Exercise
Copy the part of the Berkeley History Chats announcement starting at "Daniella Thompson will" and ending at "its church buildings.".

Berkeley History Chats
The Berkeley Architectural Heritage Association and the Berkeley Historical Society present a new series of informal lectures, featuring local experts, each talking about a topic of local historic and/or cultural interest.
Berkeley History Center
Veterans Memorial Building
1931 Center Street, Berkeley
Fortnightly on Thursdays
13 March–24 April 2014
7:00–8:30 pm
Admission: $10 per talk by reservation. Space is limited! Order in advance to assure your seat.
You may also order online via PayPal (see instructions).Photo: Daniella Thompson |
Thursday, 13 March 2014 7:00 pm |
Daniella Thompson: The Berkeley Unitarians and Architectural Innovation
In the late 19th century, several religious denominations founded vigorous congregations in the neighborhoods around the UC Berkeley campus. Early Berkeley Unitarians, whose membership included the Maybecks, the Keelers, and fellow founders of the Hillside Club, held a progressive view of architecture. Their first church building at Bancroft Way and Dana Street, designed by A.C. Schweinfurth and completed in 1898, incorporates startling architectural features and has been characterized as a powerhouse (it is now the Dance Facility on the UC Berkeley campus).
Daniella Thompson will trace the history of the Unitarian community in Berkeley, introduce its cast of leading characters and the significant houses they built, and discuss the links between culture and nature embodied in its church buildings.
Photo: Tom Dalzell |
Thursday, 27 March 2014 7:00 pm Sold Out! |
Tom Dalzell: Quirky Berkeley
Many Berkeley front yards and gardens contain unusual, eccentric, and curiously alluring displays of art, landscape, and artifacts. Walk down a Berkeley residential street, and you never know what you’ll see from the sidewalk: A giant chicken? A miniature landscape of plastic toys? A panda in a speedboat? An elaborate spiritual shrine? “Art cars” at home? All those, and more, are being catalogued by urban explorer Tom Dalzell, who walks through Berkeley, documenting our “oddball, whimsical, eccentric, and the near-rhyme quirky material culture.”

Recorded information
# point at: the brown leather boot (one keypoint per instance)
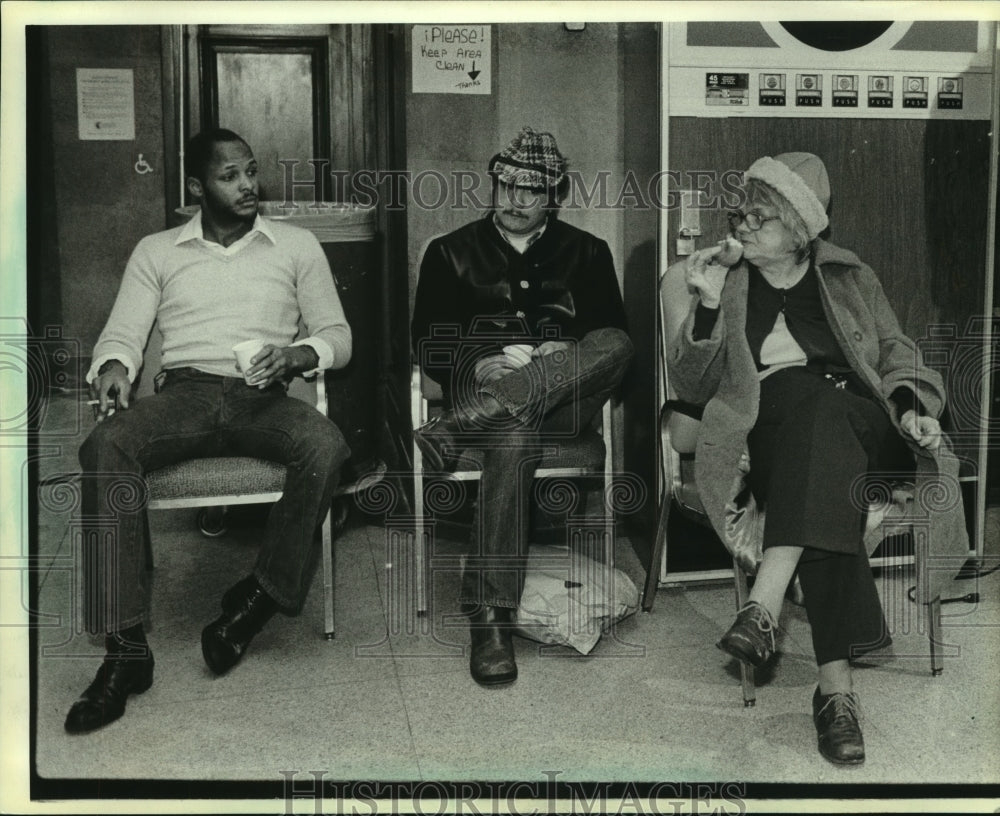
(492, 660)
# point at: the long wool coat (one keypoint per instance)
(719, 373)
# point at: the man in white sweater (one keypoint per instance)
(224, 277)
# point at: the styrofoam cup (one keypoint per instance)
(245, 352)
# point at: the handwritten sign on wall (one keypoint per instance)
(105, 103)
(451, 59)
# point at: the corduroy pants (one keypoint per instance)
(811, 445)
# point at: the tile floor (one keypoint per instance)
(391, 697)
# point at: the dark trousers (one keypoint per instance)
(555, 397)
(197, 415)
(810, 450)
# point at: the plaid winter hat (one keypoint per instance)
(531, 160)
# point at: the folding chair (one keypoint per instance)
(679, 424)
(232, 480)
(588, 454)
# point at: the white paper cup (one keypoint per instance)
(519, 355)
(245, 352)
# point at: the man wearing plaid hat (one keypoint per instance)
(536, 344)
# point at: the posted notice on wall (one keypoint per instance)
(451, 59)
(105, 103)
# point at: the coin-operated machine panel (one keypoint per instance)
(902, 115)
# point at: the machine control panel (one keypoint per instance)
(833, 93)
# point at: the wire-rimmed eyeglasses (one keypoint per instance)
(753, 219)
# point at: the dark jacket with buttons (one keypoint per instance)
(476, 293)
(719, 373)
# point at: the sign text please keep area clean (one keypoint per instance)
(451, 59)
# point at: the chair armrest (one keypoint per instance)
(679, 425)
(322, 405)
(687, 408)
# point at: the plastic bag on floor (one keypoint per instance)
(570, 599)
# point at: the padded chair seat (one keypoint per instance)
(585, 451)
(216, 476)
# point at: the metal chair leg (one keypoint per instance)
(656, 557)
(329, 577)
(747, 679)
(934, 635)
(419, 543)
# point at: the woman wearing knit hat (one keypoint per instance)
(797, 356)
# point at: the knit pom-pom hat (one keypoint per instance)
(801, 178)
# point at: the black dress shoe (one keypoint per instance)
(104, 700)
(440, 440)
(246, 607)
(839, 732)
(492, 660)
(751, 638)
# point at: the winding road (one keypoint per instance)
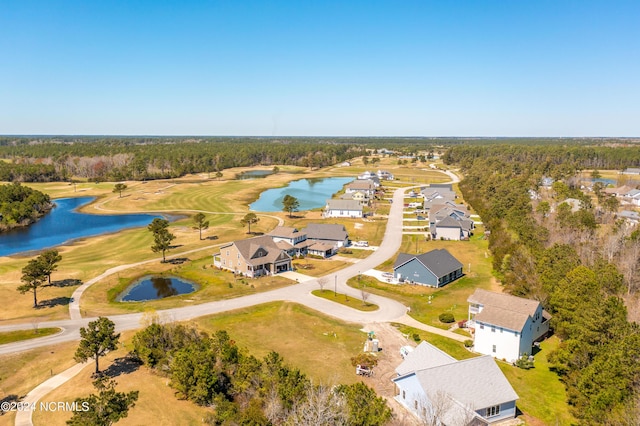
(389, 310)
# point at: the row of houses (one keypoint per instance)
(504, 326)
(273, 253)
(441, 390)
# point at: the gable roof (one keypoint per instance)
(503, 310)
(259, 250)
(476, 383)
(438, 261)
(423, 356)
(326, 231)
(344, 205)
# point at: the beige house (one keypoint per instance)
(253, 257)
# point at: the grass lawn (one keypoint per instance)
(16, 336)
(542, 395)
(156, 400)
(318, 267)
(428, 303)
(319, 346)
(343, 299)
(451, 347)
(214, 284)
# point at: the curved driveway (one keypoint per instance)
(389, 310)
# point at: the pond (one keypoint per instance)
(254, 174)
(152, 287)
(64, 224)
(311, 194)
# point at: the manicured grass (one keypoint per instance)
(343, 299)
(428, 303)
(214, 284)
(319, 346)
(318, 267)
(16, 336)
(156, 400)
(452, 347)
(542, 395)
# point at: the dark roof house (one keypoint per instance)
(435, 268)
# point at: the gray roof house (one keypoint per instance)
(328, 235)
(342, 208)
(253, 257)
(441, 390)
(290, 239)
(435, 268)
(506, 326)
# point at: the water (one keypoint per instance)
(605, 181)
(152, 287)
(64, 224)
(311, 194)
(254, 174)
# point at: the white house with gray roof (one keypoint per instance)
(438, 389)
(505, 326)
(343, 208)
(435, 268)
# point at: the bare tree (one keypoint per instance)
(322, 407)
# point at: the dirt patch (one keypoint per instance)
(391, 340)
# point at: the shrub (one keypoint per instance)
(446, 317)
(524, 362)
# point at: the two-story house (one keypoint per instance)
(506, 326)
(253, 257)
(440, 390)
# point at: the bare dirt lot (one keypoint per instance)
(391, 340)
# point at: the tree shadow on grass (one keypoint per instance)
(69, 282)
(56, 301)
(124, 365)
(178, 260)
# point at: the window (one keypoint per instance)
(492, 411)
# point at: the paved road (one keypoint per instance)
(389, 310)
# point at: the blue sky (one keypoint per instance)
(313, 68)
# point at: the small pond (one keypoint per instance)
(152, 287)
(254, 174)
(64, 224)
(311, 194)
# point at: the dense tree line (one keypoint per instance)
(558, 258)
(117, 159)
(211, 370)
(21, 205)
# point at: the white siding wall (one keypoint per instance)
(448, 233)
(507, 344)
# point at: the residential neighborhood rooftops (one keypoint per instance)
(423, 356)
(475, 382)
(438, 261)
(503, 310)
(334, 204)
(285, 232)
(326, 231)
(259, 250)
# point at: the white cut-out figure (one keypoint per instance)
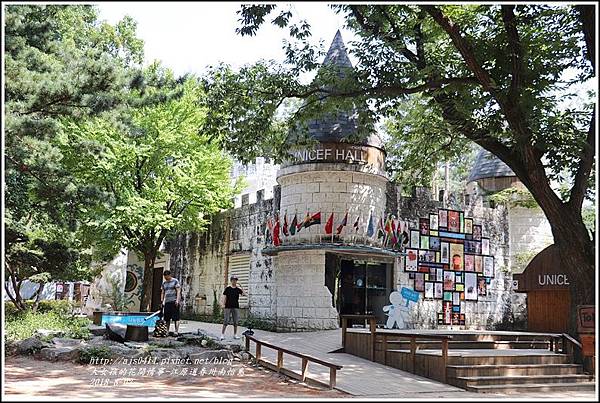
(396, 312)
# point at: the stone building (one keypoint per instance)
(337, 264)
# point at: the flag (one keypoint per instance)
(276, 239)
(342, 224)
(371, 227)
(294, 224)
(315, 219)
(394, 237)
(380, 228)
(301, 225)
(329, 225)
(285, 227)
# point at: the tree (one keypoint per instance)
(60, 61)
(498, 76)
(159, 173)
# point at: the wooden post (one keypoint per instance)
(372, 330)
(279, 360)
(445, 358)
(413, 353)
(258, 348)
(331, 377)
(384, 344)
(304, 368)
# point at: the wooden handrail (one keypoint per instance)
(305, 359)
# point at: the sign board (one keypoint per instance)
(409, 295)
(586, 319)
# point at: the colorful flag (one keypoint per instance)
(276, 239)
(302, 224)
(356, 223)
(315, 219)
(342, 224)
(285, 227)
(294, 224)
(371, 227)
(329, 225)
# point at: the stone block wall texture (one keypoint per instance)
(334, 191)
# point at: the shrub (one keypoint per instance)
(24, 325)
(89, 353)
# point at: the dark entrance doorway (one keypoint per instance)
(364, 287)
(156, 288)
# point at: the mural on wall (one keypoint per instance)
(133, 286)
(449, 260)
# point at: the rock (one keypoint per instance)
(46, 333)
(97, 330)
(60, 353)
(66, 342)
(212, 356)
(30, 345)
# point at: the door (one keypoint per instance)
(548, 311)
(156, 289)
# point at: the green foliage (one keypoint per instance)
(59, 61)
(24, 325)
(89, 354)
(513, 196)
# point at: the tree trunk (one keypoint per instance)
(146, 297)
(38, 297)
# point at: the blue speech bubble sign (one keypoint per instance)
(409, 295)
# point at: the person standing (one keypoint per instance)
(170, 297)
(231, 305)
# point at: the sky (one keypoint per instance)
(189, 36)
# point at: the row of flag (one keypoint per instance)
(393, 231)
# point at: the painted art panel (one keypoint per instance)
(445, 252)
(471, 286)
(433, 222)
(411, 260)
(443, 218)
(448, 281)
(453, 221)
(485, 246)
(469, 263)
(456, 256)
(414, 239)
(488, 266)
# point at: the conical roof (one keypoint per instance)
(336, 127)
(488, 165)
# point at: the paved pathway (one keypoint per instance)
(358, 377)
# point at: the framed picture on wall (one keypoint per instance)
(442, 218)
(453, 221)
(488, 266)
(433, 221)
(419, 282)
(468, 225)
(424, 226)
(485, 246)
(471, 286)
(414, 239)
(477, 232)
(410, 260)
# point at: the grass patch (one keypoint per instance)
(23, 325)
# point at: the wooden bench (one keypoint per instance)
(333, 368)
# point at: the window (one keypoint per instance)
(239, 265)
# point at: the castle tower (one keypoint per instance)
(320, 275)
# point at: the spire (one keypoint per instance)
(337, 53)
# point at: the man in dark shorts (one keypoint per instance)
(231, 306)
(170, 296)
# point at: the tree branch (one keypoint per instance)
(580, 184)
(516, 52)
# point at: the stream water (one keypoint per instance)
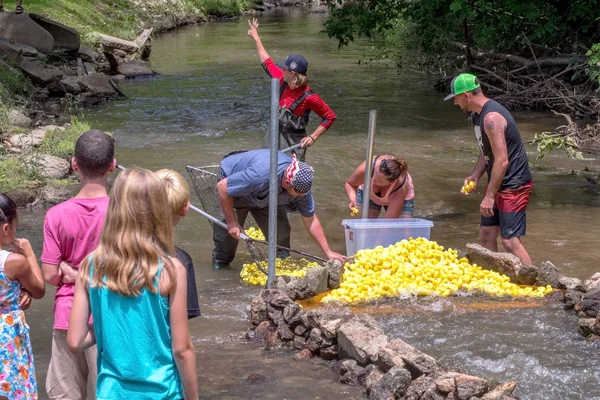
(212, 97)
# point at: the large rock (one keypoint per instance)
(40, 73)
(398, 353)
(131, 69)
(468, 386)
(392, 385)
(360, 339)
(17, 118)
(51, 167)
(22, 29)
(504, 263)
(501, 391)
(592, 283)
(590, 304)
(547, 275)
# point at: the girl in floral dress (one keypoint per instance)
(19, 270)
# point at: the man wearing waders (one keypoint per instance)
(243, 188)
(296, 100)
(503, 157)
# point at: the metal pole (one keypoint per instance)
(367, 184)
(273, 181)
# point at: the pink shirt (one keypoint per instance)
(71, 231)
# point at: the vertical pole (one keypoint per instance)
(368, 162)
(273, 190)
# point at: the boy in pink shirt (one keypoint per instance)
(72, 231)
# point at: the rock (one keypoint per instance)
(547, 275)
(572, 297)
(500, 391)
(468, 386)
(392, 385)
(52, 195)
(132, 69)
(592, 283)
(22, 29)
(587, 326)
(299, 342)
(504, 263)
(329, 353)
(418, 388)
(401, 354)
(360, 338)
(70, 85)
(50, 166)
(315, 340)
(527, 275)
(87, 54)
(303, 354)
(41, 73)
(590, 304)
(566, 283)
(336, 271)
(17, 118)
(266, 333)
(98, 84)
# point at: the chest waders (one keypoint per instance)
(292, 128)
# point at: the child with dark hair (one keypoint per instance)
(71, 231)
(19, 270)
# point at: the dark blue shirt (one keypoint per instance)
(247, 176)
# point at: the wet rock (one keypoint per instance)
(135, 68)
(418, 387)
(284, 331)
(299, 342)
(587, 326)
(590, 304)
(336, 271)
(329, 353)
(527, 275)
(303, 354)
(547, 275)
(17, 118)
(592, 283)
(360, 338)
(504, 263)
(468, 386)
(566, 283)
(258, 311)
(52, 195)
(500, 392)
(87, 54)
(392, 385)
(50, 166)
(40, 73)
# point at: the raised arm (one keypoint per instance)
(253, 33)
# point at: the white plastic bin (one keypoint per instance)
(370, 233)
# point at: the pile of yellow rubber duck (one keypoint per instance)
(252, 275)
(419, 267)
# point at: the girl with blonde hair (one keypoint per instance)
(136, 293)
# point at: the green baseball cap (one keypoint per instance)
(461, 84)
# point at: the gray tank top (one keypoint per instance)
(517, 172)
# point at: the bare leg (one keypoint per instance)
(488, 237)
(514, 246)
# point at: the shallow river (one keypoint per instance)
(212, 97)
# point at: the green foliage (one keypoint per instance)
(62, 143)
(549, 141)
(501, 25)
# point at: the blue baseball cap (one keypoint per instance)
(296, 63)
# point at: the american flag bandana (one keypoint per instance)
(300, 175)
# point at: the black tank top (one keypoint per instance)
(517, 172)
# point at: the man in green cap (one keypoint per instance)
(503, 157)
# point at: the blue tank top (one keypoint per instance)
(133, 334)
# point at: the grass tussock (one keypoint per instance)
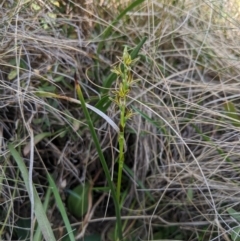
(180, 177)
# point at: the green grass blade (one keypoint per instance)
(61, 207)
(38, 207)
(38, 234)
(101, 157)
(108, 30)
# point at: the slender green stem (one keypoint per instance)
(120, 163)
(102, 159)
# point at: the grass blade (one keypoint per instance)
(38, 207)
(61, 207)
(101, 157)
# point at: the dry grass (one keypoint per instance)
(186, 151)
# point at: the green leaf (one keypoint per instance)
(38, 207)
(61, 207)
(12, 75)
(78, 200)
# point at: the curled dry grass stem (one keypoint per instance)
(102, 159)
(188, 70)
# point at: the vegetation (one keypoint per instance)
(119, 120)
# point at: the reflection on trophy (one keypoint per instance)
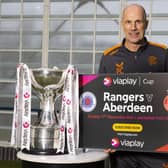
(48, 84)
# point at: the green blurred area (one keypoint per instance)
(10, 164)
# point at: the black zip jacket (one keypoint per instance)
(150, 57)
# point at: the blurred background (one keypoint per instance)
(47, 33)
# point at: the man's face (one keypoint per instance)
(134, 25)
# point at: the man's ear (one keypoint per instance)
(146, 24)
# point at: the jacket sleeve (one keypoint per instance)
(101, 65)
(166, 61)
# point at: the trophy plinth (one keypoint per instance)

Result
Daniella Thompson will trace the history of the Unitarian community in Berkeley, introduce its cast of leading characters and the significant houses they built, and discuss the links between culture and nature embodied in its church buildings.